---------- Text shown

Uh-huh, Carolyn Thornton's recent column, "This is the Season for Giving," suddenly reminded me that, more than the season for "getting," as most of us materialistic North American fogies quickly learned to characterize the month of December, for the first 67 years of our lives, December should indeed be the season when we should all at least consider and then re-consider "giving," before the IRS steps in and decides for us.
I've been quickly (in the last two weeks, in fact), gleefully anticipating the political tide turning (like Parisians gleefully anticipating the U.S. Army troops arriving to cleanse their city of the resident Nazi vermin) in my early dotage. During my years of seething anti-George W-thinking, even I couldn't fully appreciate the corrosive power of the President's strange, twisted genius, slyly concealed under his cover of grinning, bumbling buffoonery. Only recently, in fact, did I fully realize that all along he was, like a skilled playwright, designing a breath-taking script for his second presidential term that would surpass Sophocles's "Oedipus Rex" in perfection of climax-reaching dramatic form and chilling reiteration of the familiar, ever-relevant theme of hubris (or, "dangerous human over-reaching"), until, about to pass through the White House front door, canvas carpetbag in his left hand, waving good-bye to his giggling assembled staff, preparing to get into the waiting black stretch-limo that would, with luck, carry him to his miserable and richly-deserved future in the slammer (Hold on a minute, will you? I've sorta lost control over this mustang of a sentence!)
(Are you still there? Okay, let's start over! Sorry.) At this down-most, climactic moment of George W's life, he has unveiled his life's masterpiece, Great Depression (Part II). Joy to the World, y'all!
And so, in our brand-spankingly new fiscal sobriety, we're all left to re-prioritize, especially for this holiday season, look through the long list of all those who'd like -- or, whom we'd like to have -- a portion, however miniscule, of our accumulated wealth. Fair enough. "It's better to give than to receive," they say. Okay. Of course, there is a third option -- "saving" it in the bank (or, if you're really old, you might prefer to put it in a sturdy tin can and bury the can deep in your back yard). But let's hold off on that idea. In digging a deep hole on your property, you might sever a big underground electrical wire. Then all this schmoozing would be moot.
Anyway, back to re-prioritizing our Christmas gifts.

--------------------

*Challenge 1*. List every phrase that the column about holiday giving places in double quotation marks, in the order they appear.
The column and the entries after it are unrelated material.

---------- Source data

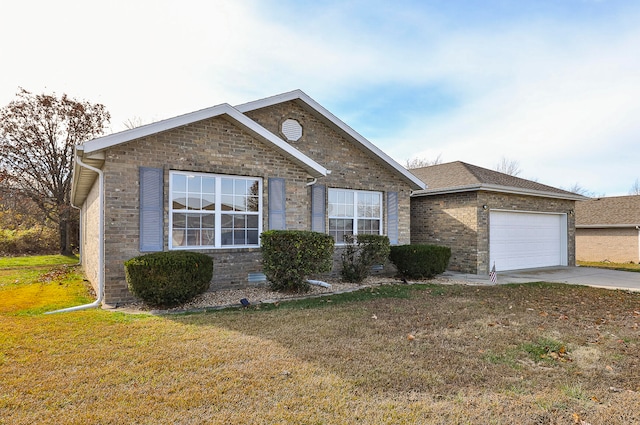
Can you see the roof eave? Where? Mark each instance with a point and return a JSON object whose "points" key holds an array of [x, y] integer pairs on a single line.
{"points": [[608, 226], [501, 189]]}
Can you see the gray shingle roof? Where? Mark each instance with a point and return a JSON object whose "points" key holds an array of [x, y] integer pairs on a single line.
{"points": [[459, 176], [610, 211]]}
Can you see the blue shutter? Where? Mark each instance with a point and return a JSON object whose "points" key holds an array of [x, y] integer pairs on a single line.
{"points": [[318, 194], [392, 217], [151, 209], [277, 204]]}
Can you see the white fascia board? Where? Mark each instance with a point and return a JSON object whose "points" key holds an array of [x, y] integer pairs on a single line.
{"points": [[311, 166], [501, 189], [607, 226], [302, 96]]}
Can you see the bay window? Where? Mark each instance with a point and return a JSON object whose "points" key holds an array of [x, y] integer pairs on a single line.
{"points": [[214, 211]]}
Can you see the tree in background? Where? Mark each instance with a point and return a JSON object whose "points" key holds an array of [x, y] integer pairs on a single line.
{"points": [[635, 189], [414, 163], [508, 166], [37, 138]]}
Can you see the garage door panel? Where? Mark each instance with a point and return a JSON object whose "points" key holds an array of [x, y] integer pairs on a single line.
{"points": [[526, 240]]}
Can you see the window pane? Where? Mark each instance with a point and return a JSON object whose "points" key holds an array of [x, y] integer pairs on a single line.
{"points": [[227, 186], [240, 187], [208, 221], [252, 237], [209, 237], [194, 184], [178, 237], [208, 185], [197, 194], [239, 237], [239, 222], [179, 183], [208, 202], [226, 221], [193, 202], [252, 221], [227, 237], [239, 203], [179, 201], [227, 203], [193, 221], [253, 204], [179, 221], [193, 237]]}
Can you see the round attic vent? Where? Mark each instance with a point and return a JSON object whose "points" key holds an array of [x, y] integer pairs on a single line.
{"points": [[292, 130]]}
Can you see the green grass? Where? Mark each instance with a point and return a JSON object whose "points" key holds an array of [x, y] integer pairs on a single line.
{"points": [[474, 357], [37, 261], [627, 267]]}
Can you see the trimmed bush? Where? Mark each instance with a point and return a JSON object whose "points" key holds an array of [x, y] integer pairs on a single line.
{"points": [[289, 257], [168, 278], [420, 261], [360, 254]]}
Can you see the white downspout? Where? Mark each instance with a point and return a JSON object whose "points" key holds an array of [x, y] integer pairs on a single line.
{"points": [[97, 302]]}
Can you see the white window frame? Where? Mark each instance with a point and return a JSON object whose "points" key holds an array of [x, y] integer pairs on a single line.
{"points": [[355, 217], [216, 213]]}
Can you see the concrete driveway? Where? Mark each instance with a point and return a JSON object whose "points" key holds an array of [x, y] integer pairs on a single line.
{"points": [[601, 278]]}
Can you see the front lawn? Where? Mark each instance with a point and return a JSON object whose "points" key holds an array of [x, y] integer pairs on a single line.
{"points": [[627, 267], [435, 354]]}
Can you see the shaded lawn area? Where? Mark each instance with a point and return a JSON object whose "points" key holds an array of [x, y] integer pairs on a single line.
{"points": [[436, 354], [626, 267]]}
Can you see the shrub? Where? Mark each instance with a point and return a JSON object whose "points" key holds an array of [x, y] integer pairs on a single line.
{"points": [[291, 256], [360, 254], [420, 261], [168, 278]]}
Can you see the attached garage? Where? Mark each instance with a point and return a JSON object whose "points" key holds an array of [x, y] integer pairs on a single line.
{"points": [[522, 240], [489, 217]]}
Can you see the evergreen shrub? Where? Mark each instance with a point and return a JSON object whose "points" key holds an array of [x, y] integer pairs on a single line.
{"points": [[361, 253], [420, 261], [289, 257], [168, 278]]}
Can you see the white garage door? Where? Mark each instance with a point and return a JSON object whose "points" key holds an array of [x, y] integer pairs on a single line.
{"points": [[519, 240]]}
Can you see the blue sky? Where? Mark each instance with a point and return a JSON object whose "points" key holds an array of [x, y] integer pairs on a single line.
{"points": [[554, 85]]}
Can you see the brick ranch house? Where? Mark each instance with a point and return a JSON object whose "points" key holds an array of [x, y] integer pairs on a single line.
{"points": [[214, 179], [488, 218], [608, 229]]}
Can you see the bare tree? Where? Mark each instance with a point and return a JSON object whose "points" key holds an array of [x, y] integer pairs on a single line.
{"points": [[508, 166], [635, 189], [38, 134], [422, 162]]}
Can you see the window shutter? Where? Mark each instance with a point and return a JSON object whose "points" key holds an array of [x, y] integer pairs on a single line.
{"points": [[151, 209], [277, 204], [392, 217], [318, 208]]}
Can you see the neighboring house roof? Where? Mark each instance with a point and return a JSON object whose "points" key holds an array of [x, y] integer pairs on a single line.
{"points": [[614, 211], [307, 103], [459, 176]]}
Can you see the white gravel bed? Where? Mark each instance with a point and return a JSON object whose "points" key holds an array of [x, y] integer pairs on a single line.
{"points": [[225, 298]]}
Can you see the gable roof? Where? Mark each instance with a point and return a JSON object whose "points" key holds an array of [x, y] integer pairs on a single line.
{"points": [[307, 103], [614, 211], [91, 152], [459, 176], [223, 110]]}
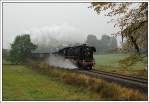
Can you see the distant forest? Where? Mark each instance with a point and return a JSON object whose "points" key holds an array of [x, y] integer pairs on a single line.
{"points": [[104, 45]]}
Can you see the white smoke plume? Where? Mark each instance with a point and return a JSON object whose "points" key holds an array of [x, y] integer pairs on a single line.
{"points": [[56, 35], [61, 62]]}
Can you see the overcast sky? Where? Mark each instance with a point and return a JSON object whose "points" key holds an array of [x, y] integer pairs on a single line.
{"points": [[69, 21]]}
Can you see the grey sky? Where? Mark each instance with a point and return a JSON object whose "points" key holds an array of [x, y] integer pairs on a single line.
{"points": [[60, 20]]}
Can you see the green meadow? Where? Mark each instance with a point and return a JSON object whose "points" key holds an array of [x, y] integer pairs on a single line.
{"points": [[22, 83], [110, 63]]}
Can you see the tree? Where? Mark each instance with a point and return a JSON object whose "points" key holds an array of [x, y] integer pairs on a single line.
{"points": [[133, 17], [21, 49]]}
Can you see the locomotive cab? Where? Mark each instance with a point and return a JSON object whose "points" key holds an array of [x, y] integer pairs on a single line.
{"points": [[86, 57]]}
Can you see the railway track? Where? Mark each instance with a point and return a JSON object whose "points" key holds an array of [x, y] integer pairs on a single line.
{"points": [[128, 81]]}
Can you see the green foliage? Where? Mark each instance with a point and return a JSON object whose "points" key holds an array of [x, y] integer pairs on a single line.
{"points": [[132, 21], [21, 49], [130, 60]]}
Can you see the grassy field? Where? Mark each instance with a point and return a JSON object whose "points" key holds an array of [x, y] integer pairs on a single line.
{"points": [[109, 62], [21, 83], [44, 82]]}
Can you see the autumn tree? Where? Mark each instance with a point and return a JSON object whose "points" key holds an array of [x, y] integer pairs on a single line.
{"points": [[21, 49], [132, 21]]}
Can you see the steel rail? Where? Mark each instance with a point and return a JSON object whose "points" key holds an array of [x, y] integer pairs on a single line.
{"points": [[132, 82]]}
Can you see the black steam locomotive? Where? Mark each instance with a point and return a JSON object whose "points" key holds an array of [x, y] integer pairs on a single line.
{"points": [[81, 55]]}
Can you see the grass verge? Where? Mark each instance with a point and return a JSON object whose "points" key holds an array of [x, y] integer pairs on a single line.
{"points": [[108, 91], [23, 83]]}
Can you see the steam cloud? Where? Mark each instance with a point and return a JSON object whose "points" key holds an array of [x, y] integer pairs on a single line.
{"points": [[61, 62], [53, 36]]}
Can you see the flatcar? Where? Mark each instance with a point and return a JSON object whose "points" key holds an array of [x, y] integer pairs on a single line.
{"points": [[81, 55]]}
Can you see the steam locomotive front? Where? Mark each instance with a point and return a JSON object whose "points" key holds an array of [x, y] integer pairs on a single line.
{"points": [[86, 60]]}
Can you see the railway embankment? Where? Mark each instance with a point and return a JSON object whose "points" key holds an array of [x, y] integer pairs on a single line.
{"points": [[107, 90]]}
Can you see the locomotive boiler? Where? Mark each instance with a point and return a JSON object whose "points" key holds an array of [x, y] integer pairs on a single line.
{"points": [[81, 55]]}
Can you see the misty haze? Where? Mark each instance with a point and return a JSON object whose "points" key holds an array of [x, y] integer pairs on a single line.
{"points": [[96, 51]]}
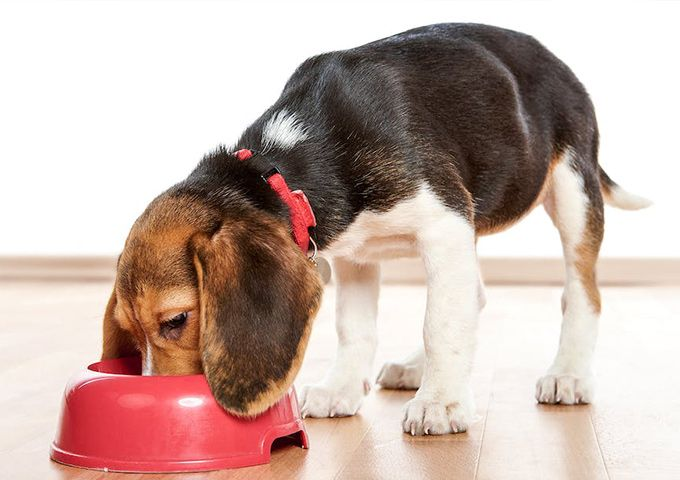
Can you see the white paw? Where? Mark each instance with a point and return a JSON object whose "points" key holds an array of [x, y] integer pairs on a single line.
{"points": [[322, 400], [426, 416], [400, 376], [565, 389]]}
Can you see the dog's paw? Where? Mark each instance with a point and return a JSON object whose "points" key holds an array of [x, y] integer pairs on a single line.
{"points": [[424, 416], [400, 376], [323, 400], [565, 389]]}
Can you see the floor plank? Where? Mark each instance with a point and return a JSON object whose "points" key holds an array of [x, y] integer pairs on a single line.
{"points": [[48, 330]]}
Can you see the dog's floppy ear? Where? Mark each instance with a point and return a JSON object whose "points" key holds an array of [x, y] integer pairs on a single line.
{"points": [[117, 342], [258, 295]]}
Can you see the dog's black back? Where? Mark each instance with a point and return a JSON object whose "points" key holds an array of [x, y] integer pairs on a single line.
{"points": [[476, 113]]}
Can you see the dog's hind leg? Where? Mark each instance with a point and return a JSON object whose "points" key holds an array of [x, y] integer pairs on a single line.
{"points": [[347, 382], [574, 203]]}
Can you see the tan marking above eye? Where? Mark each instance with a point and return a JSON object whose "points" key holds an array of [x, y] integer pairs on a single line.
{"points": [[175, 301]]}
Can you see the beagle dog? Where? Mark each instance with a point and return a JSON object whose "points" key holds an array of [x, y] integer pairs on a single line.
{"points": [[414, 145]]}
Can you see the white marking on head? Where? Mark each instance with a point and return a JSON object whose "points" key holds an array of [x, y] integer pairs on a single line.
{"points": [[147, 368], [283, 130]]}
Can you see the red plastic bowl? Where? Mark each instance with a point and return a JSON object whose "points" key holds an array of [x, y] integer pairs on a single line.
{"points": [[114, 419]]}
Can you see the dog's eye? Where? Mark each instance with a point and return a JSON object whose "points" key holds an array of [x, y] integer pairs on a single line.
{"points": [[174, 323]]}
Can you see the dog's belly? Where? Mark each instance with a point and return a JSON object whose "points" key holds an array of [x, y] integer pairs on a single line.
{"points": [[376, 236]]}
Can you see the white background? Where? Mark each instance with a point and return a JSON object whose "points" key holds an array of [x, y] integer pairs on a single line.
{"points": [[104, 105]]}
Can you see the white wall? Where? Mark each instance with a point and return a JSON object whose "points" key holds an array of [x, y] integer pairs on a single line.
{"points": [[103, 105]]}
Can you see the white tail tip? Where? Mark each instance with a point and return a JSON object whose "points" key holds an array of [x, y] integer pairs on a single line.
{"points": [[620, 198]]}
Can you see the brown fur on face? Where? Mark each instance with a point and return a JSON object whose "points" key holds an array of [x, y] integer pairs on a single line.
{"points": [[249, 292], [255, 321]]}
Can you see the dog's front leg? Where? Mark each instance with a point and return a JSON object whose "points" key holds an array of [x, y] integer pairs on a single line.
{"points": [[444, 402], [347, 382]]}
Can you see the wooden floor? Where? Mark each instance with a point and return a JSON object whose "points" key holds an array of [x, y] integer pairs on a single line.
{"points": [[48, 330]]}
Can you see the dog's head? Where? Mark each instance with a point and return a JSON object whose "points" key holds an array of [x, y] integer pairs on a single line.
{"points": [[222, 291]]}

--------------------

*Challenge 2*. Please rescale the entries between the line holding "Can you see the dog's front" and the final line of the entries, inclusive. Give only those lines again, requests included, with every point coordinate in the answers multiplied by 0.95 and rounded to a whole number, halves rounding up.

*Final answer 1*.
This is the Season for Giving
getting
giving
Oedipus Rex
dangerous human over-reaching
It's better to give than to receive
saving

*Final answer 2*.
Can you see the dog's front leg? Where? Mark each instance with a point and return a JSON object whose "points" key holds an array of [x, y] integer pairs on a single line.
{"points": [[422, 382], [330, 363]]}
Can you see the wooden floor? Where? Mark each instance with a point and return a JSON object whose "points" key holds an array of [x, y] integer pairs on a single line.
{"points": [[46, 314]]}
Can you see the dog's head? Where? Mark each instance with a point and return a JSON object whose "points" key holds an array of [x, y] integer pairs on a single line.
{"points": [[211, 276]]}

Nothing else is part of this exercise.